Written instruction a:
Swap "Pinpoint" for "Locate" in the rows from the line with "Pinpoint glass backboard in the picture." up to and including the line with "204,421,401,895", and return only those lines with nothing else changed.
** START Selected excerpt **
The bridge is scheduled for replacement starting in 2016. The City of Toronto plans to build a temporary bridge to restore vehicular traffic in advance of the replacement construction. North of the CNE grounds, the east side is dominated by industrial or transitional industrial to residential and commercial buildings of Liberty Village, with several old factories being converted to loft-style condominiums; the west side is single-family homes with one apartment building south of King Street. The neighbourhood to the west is named Parkdale, developed before 1900. North of Queen Street West, Dufferin is residential on both sides, with the large Dufferin Mall on the west side of Dufferin, south of Bloor Street; this was the former site of the Dufferin Park Racetrack. Across the street from the mall is the Dufferin Grove city park. From Queen Street north to College Street, the neighbourhood is known as Little Portugal. North of College, west of Dufferin is the former village of Brockton and on the east is the Dufferin Grove neighbourhood, named after the park on the east side of Dufferin.
Dufferin station is located at Dufferin and Bloor Street on Line 2 Bloor–Danforth of the Toronto subway system. From Bloor Street to Davenport, Dufferin is lined with homes built from the 1920s to post-World War II; the Galleria Shopping Centre is located on the west side of Dufferin and on the south side of Dupont Street. The neighbourhood west of Dufferin in this area is known as Wallace Emerson, while on the east it is known as Dovercourt Park. North of Davenport, Dufferin ascends the former Lake Iroquois shoreline escarpment. North of the escarpment, the street continues to be residential on both sides north to Eglinton Avenue West. Between Rogers Road and Eglinton Avenue West, Dufferin crosses two steep ravines. North of Eglinton Avenue, it becomes a six-lane arterial road through industrial and low-density commercial lands of the former North York; the regional shopping centre of Yorkdale Shopping Centre is located at Dufferin and Highway 401. The sections from Eglinton into York Region was Vaughan Road.
** END Selected excerpt **
** START Entries provided **
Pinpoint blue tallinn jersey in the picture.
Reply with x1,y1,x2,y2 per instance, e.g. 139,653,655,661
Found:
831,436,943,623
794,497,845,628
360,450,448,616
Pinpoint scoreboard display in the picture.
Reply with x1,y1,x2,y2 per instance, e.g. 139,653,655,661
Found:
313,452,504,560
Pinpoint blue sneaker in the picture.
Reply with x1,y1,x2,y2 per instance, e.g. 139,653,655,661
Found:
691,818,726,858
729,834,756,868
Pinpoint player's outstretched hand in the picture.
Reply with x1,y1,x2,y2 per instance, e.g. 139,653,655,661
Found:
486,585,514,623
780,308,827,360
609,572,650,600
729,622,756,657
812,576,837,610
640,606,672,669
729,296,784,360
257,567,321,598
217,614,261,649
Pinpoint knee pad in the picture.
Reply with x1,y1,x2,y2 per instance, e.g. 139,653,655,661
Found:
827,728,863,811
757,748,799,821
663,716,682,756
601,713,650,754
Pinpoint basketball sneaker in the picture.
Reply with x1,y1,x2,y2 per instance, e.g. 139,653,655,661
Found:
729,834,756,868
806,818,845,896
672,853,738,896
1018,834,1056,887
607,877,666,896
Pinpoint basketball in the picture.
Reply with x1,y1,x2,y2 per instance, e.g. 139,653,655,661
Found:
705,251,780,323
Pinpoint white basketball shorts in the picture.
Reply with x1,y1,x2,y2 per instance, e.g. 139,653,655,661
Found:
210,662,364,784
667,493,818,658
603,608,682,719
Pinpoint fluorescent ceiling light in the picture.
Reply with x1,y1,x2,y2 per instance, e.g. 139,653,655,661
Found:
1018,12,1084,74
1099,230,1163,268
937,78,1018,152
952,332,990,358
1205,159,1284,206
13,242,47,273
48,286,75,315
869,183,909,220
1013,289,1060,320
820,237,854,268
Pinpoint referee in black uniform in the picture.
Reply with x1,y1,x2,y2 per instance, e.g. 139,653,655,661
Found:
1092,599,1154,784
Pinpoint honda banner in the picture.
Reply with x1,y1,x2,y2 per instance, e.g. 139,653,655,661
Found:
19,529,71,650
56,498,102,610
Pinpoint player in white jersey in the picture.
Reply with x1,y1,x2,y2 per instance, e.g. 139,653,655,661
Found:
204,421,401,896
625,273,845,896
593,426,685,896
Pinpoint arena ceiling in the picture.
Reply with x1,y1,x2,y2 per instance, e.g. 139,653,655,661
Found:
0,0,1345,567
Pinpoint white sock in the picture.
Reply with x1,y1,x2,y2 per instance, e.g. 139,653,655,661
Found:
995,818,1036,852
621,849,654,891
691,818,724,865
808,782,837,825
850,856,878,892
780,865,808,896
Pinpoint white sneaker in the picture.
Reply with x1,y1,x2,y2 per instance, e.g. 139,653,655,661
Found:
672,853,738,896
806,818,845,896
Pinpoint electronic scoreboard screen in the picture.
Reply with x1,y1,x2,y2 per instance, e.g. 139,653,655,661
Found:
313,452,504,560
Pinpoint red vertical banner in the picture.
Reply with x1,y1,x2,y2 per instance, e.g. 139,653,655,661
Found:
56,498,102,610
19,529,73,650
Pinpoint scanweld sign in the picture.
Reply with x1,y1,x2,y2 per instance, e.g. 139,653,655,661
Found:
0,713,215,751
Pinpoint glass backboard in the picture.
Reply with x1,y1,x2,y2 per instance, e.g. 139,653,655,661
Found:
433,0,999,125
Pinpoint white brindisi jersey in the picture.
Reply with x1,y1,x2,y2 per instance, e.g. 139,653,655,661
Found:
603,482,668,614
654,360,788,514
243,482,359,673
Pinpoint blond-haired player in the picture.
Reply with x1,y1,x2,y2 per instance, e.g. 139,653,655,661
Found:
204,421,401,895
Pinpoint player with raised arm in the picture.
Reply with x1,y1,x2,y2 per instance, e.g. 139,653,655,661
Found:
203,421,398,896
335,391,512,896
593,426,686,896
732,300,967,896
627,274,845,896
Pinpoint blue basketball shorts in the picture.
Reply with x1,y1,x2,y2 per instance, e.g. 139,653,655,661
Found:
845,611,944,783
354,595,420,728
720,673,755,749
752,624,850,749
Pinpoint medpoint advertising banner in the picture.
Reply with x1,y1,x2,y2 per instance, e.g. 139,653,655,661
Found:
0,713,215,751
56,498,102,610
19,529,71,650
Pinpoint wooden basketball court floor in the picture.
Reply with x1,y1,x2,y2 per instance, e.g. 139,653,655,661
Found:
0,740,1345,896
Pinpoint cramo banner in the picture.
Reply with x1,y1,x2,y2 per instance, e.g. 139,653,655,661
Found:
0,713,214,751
** END Entries provided **
Written instruction b:
Extend the passage on Dufferin Street beyond its final sentence.

Response a:
Locate glass backboard in the picture.
Reply with x1,y1,x2,y2 per instance, e.g. 139,653,655,661
Found:
433,0,999,125
Locate white brindisi jersey in the picture.
Reply with x1,y1,x2,y2 per instance, e.g. 139,653,655,661
Found:
603,482,668,614
654,360,788,514
243,482,359,673
Locate blond-haired player in the picture.
Reply with x1,y1,x2,y2 per instance, e.g. 139,653,655,661
Found:
204,421,401,895

Response b:
North of Wilson Avenue, Dufferin is interrupted by Downsview Airport and Allen Road, the latter of which feeds Dufferin north of Kennard Avenue, north of Sheppard Avenue. A broken section of Dufferin Street runs parallel with Allen Road, one block east, south of the continuation from Allen Rd. from Sheppard Ave. to Kennard Ave. This section ends in a cul-de-sac just south of Kennard. North of Wilson, Dufferin Street runs 210 metres to Katherine Street and continues on as Beffort Road/Hanover Road. Dufferin Street continues north of Steeles Avenue into the city of Vaughan; the section north to Highway 7 and Langstaff Road is a six-lane arterial road, designated as York Regional Road 53. North of that, it narrows to four lanes narrows again two blocks north of Major Mackenzie Drive to two lanes. North of Lloydtown/Aurora Road / 18th Sideroad, it is maintained by King Township and terminates just north of Graham Sideroad in the Holland Marsh, after jogging at Davis Drive, the former Highway 9; the intersection of Dufferin Street and Queen Street West intersects with the main railway line from downtown to the northwest of Toronto from Union Station.
The location was the site of the Parkdale Train Station and it was a level crossing. In the 1890s, an underpass was built for Queen Street to accommodate growing east-west traffic. At the time, the area north of the railway line was industrial and factories backed onto the tracks. North-south traffic was not expected or planned for and the two sections of Dufferin were not connected; as automobiles arrived in Toronto around 1903, for the next 107 years, vehicles looking to travel along Dufferin detoured around the closed section to Peel and Gladstone, which became de facto sections of Dufferin. The detour was known locally as the Dufferin Jog; the jog was eliminated in 2010 with the construction of a four-lane underpass beneath the railroad track, including public art and an amphitheatre-styled park with tiered gardens at the southwest corner of the underpass. This project was approved by city council in 2007, work on extending the roadway began on July 2009; the underpass was opened on November 18, 2010.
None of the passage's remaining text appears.